[[ TEXT open ]]

Joseph's life has been rough up to this point. However, in this week's portion, Mikeitz, Joseph's life takes a turn for the better: not only do his external circumstances improve, he also starts to speak up for himself and begins to heal emotionally from the abuse he has experienced. When Joseph is released from prison and brought before Pharaoh, he confidently interprets Pharaoh's dreams and makes plans for the upcoming famine (Genesis 41:26-37).
Joseph must have been quite a sight in the Pharaoh's court: a young enslaved man, brought straight from prison, speaking to Pharaoh as an equal and detailing a seven-year plan. When presenting his ideas for managing the famine, for the first time, reticent Joseph has no hesitation in speaking up confidently and boldly.
Joseph's charisma and confidence in this context contrast sharply with his earlier reactions (or implied non-reactions) when he was attacked or abused. Note his history up to this point:
- When his brothers took his tunic in Genesis 37:23, he said nothing.
- When his brothers cast him into the pit in Genesis 37:24, he said nothing.
- When his brothers sold him into slavery in Genesis 37:28, he said nothing.
- When his new master believed his wife's accusations in Genesis 39:19, he said nothing.

[[ TEXT closed ]]
[[ RECORDS PROVIDED open ]]

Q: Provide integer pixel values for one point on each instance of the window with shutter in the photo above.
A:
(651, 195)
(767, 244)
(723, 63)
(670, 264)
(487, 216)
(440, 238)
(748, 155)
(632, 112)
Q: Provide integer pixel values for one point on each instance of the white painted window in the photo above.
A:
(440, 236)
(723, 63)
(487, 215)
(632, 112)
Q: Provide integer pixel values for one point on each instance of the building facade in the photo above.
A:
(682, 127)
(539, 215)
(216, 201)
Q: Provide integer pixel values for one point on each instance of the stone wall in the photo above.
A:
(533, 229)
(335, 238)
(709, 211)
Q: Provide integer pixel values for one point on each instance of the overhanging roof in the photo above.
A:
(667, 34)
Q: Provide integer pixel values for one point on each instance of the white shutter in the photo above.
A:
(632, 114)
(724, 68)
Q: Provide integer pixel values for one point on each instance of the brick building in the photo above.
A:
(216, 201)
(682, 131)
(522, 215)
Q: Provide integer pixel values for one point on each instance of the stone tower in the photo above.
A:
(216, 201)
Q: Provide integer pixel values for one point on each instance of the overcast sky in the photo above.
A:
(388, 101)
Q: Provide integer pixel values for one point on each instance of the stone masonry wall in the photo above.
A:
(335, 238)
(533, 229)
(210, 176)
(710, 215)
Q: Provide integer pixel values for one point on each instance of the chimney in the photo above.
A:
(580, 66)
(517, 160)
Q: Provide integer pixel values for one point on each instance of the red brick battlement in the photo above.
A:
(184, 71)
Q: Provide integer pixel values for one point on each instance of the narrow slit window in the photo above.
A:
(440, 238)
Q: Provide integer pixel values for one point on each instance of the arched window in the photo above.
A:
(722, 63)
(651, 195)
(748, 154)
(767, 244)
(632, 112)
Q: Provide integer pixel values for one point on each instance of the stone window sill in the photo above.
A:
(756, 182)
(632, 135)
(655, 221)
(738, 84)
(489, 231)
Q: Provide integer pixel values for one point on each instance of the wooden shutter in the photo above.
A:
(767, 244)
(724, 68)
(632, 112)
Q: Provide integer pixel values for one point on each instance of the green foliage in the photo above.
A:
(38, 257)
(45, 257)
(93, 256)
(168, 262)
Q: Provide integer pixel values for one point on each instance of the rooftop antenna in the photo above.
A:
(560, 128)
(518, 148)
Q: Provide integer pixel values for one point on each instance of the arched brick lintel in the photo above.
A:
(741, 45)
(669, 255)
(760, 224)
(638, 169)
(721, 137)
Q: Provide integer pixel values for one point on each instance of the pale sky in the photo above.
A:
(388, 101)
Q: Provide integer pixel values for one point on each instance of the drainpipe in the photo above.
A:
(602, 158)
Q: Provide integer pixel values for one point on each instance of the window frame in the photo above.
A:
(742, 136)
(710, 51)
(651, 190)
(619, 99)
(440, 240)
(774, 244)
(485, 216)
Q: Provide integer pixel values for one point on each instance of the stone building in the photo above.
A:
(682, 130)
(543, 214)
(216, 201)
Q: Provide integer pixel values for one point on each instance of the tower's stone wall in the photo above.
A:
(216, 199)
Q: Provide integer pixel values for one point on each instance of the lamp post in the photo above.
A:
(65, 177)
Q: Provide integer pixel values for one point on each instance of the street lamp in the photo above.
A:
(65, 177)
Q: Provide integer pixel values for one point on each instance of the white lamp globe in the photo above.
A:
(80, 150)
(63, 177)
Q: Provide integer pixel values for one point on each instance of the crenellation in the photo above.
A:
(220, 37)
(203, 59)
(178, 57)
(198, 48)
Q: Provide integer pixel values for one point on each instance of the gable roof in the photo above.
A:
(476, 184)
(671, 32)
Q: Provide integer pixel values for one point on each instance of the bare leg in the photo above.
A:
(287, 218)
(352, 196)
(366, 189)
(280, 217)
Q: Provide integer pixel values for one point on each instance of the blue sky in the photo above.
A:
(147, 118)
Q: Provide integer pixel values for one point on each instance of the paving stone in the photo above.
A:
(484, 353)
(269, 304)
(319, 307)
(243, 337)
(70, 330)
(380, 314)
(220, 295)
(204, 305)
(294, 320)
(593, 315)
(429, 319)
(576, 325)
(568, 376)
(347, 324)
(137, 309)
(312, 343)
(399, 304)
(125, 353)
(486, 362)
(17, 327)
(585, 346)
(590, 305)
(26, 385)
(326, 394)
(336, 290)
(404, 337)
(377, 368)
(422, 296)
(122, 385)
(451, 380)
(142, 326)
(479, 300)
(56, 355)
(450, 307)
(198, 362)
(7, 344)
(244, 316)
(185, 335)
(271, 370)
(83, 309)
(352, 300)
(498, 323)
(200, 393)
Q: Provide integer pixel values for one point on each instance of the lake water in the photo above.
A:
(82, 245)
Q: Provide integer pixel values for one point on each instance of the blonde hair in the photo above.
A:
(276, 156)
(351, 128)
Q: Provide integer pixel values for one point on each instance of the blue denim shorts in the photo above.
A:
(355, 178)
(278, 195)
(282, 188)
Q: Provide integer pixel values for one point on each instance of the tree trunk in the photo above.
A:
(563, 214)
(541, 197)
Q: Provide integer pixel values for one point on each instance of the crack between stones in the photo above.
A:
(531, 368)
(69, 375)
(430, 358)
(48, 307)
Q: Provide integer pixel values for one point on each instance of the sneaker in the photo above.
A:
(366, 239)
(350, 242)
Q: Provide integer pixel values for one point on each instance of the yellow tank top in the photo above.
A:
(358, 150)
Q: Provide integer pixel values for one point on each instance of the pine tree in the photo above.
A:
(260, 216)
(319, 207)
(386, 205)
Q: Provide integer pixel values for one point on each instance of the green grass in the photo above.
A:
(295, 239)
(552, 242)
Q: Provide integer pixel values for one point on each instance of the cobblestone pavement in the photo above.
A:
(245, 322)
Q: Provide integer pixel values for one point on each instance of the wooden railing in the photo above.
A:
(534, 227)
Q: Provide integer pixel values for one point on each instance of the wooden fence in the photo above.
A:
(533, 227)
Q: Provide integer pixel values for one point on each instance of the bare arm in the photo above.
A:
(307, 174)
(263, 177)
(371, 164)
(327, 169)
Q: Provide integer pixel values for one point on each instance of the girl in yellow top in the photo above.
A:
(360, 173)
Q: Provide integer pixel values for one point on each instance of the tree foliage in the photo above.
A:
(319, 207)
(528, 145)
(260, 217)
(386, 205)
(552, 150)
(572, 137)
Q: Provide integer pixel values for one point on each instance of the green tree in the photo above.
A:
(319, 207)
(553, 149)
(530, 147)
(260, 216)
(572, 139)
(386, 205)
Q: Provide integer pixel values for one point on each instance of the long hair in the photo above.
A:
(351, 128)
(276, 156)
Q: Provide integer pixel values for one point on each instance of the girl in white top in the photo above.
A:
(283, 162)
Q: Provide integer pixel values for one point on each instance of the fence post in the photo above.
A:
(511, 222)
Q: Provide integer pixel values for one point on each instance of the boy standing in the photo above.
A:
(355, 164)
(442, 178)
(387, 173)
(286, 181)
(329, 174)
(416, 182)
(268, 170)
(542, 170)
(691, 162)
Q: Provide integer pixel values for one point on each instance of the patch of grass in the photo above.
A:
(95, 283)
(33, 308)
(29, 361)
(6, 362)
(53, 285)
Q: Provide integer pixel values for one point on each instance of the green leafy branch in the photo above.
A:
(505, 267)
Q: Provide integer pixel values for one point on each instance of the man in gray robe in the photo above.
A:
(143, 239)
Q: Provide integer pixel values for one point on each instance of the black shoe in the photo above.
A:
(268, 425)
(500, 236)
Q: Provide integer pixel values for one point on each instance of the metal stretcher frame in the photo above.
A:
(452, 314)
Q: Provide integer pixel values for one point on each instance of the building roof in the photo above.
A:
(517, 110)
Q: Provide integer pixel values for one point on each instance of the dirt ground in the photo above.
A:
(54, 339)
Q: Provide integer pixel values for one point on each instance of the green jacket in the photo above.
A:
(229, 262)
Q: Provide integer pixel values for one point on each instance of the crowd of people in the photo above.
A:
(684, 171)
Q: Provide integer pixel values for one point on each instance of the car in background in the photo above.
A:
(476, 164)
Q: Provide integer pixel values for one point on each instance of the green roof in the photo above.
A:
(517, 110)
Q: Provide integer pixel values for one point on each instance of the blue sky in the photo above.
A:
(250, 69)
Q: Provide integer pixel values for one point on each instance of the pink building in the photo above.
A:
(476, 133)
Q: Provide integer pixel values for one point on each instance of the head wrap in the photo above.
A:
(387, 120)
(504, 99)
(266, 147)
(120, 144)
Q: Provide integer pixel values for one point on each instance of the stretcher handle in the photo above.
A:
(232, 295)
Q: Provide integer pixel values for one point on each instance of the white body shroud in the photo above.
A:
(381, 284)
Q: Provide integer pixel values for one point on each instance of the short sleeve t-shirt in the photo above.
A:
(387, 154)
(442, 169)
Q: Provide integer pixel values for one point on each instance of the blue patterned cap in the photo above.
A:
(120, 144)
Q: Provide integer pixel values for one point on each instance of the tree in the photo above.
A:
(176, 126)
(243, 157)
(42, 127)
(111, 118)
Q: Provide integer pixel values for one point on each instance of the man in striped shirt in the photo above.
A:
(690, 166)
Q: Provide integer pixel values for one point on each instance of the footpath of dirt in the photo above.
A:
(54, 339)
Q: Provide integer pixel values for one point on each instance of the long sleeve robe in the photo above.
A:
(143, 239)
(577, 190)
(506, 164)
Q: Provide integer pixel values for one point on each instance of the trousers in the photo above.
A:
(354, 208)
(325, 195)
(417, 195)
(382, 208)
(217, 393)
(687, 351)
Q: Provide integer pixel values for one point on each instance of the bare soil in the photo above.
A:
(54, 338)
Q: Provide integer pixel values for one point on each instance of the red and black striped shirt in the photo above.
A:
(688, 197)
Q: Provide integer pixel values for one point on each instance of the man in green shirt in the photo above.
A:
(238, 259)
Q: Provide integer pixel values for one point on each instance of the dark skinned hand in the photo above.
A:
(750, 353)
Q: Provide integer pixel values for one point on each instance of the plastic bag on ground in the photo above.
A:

[[ RECORDS PROVIDED closed ]]

> WORK INSTRUCTION 1: List every Genesis verse reference cited in the text on Joseph.
> WORK INSTRUCTION 2: Shorten the paragraph of the text on Joseph that begins "Joseph must have been quite a sight" into a brief list of its main points.
> WORK INSTRUCTION 3: Write the next part of the text on Joseph, starting after its final sentence.
The records are material separate from the text on Joseph.

> EXERCISE RESPONSE 1:
- Genesis 41:26-37
- Genesis 37:23
- Genesis 37:24
- Genesis 37:28
- Genesis 39:19

> EXERCISE RESPONSE 2:
- In Pharaoh's court, Joseph was a young enslaved man brought straight from prison.
- He spoke to Pharaoh as an equal and laid out a seven-year plan.
- While presenting his plan for managing the famine, the usually reticent Joseph spoke up confidently and boldly for the first time.

> EXERCISE RESPONSE 3:
- When the cupbearer forgot him in Genesis 41:23, he said nothing.
It's possible, of course, that Joseph's responses were not considered important to the story and went unrecorded. However, in Biblical interpretation, it's quite common to find meaning in even the smallest details. In this case, we have five different examples of abuse followed by silence, which seems meaningful given their frequency.
Previously, when people took advantage of him, Joseph became passive and silent. Passivity is a typical defense mechanism of those who have been abused. In Joseph's case, passivity also appears to be a family trait. In Vayishlach, Joseph's father, Jacob, also had to rise above his learned passivity to confront his uncle Laban and face his brother Esau.
In this week's portion, Joseph finally finds the capacity to speak, albeit angrily, when he is faced with his abusers. He has risen above his passivity. When his brothers arrive, he "[pretends] to be a stranger to them and [speaks] roughly to them" (Genesis 42:7). He even goes as far as imprisoning them for three days. At last, we see Joseph getting in touch with his anger, though not yet reaching a place of compassion.
I suspect that the days of his brothers' imprisonment were a time of introspection for Joseph. Perhaps while mulling over his brothers' fates, Joseph realized that he missed his family, particularly his father. He may have realized that he even missed his brothers, despite all they had done to him.
Joseph may have also used that time to come to terms with his own role in the family drama. Though nothing can justify abuse, perhaps he realized that he had been oblivious to his brothers' pain when he bragged about his dreams.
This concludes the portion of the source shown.